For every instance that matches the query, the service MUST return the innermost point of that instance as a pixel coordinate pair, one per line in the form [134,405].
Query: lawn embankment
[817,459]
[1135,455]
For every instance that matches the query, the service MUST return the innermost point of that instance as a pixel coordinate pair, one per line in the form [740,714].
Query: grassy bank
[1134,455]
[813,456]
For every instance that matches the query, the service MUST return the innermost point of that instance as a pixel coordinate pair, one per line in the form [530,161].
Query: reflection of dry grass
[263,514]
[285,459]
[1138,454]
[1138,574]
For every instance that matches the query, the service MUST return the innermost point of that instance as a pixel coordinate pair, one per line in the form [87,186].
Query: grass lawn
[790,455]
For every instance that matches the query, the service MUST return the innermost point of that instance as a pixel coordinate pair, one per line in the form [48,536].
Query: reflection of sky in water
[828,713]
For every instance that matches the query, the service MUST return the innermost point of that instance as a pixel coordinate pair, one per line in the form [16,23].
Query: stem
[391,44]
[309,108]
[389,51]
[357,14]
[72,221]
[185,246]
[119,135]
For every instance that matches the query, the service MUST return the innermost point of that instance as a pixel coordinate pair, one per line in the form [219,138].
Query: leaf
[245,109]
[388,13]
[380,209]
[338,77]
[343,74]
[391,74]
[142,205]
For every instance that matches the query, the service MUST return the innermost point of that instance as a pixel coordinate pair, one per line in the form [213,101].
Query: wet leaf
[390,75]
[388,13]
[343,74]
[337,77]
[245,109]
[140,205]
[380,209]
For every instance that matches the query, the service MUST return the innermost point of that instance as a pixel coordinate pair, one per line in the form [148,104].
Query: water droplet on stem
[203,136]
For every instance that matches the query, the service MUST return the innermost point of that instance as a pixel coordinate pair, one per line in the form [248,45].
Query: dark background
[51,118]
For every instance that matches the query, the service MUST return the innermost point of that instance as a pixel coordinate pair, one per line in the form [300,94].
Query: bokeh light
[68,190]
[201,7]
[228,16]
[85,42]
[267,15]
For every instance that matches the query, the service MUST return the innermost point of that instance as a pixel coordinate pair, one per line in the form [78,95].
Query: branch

# The task:
Extract the full set of entries word for word.

# Result for this exercise:
For every instance that matches the query, the service MUST return the innermost point of that instance as a pixel coordinate pair, one per line in the form [134,405].
Query: lawn embankment
[817,459]
[1135,455]
For every instance that matches the query, the service MUST return the innermost point of that instance as a pixel coordinate pair, one per line in the form [740,714].
Query: grassy bank
[1134,455]
[813,456]
For every instance that matches the query, the service MUST return the innermost point of that instance as a pixel coordinate pair, one per line in the form [530,161].
Query: reflection of dry grass
[263,514]
[285,459]
[1138,454]
[1138,574]
For every instance that matches the query, the service MUST return the innermost point of that instance as a pixel coordinate pair, one per line in the form [87,186].
Query: grass lawn
[790,455]
For every instance that matches the query, the service MUST return the innermost point of that instance as a pixel coordinate pair, one per line in the form [48,536].
Query: reflection of sky in water
[828,713]
For every instance that matches the query, the service MUST return the innermost point of that instance as a pixel coordinate pair, one per line in the form [16,23].
Query: stem
[391,44]
[309,108]
[389,51]
[357,14]
[72,221]
[185,246]
[119,135]
For every instance that matches the query, the service MUST return the innermost point of that instance as a pixel coordinate pair, one per line in the form [219,138].
Query: leaf
[245,109]
[388,13]
[380,209]
[338,77]
[343,74]
[391,74]
[142,205]
For every instance that matches the query, the service MUST return the innermost point of that instance as a pixel coordinate pair, one per line in the form [213,101].
Query: wet leaf
[390,75]
[388,13]
[343,74]
[337,77]
[245,109]
[140,205]
[380,209]
For every instance that matches the query, the service MUST return the innermost point of that instance as a pixel coordinate pair, one per line in the form [148,104].
Query: water droplet on stem
[203,136]
For every instance that matches the query, the service MUST return the innermost point of that instance as a pixel coordinate pair, one per line in the form [248,45].
Query: dark background
[51,118]
For every instance that matches the query, the service MUST return the innermost point of that instance as a pixel coordinate pair, one per line in the form [300,94].
Query: bokeh light
[68,190]
[201,7]
[228,16]
[85,42]
[267,15]
For every instance that matches the query, the service MUST return the innermost point of that instance as a pixel coordinate pair, one per line in the form [78,95].
Query: branch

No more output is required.